**Problem to solve:**
In the listing that follows, the lines starting at the one containing "Target: green flower" and ending at the one containing "Target: green petal" are to be returned exactly, both boundary lines included, and no others.

====== Dataset excerpts ======

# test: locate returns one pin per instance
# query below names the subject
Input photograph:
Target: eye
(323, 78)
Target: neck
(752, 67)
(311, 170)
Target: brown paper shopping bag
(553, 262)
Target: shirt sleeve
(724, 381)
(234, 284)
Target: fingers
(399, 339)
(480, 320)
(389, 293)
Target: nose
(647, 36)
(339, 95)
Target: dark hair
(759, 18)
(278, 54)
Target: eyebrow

======
====== Dataset excerpts ======

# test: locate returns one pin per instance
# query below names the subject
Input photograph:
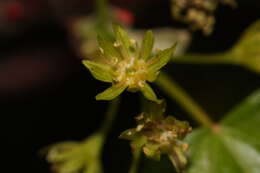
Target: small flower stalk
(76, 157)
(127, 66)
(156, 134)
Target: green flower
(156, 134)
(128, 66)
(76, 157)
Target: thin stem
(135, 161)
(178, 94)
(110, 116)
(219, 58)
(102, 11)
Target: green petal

======

**Task result:**
Target: green flower
(156, 134)
(128, 66)
(76, 157)
Target: thin stem
(135, 161)
(178, 94)
(110, 116)
(219, 58)
(102, 11)
Target: green petal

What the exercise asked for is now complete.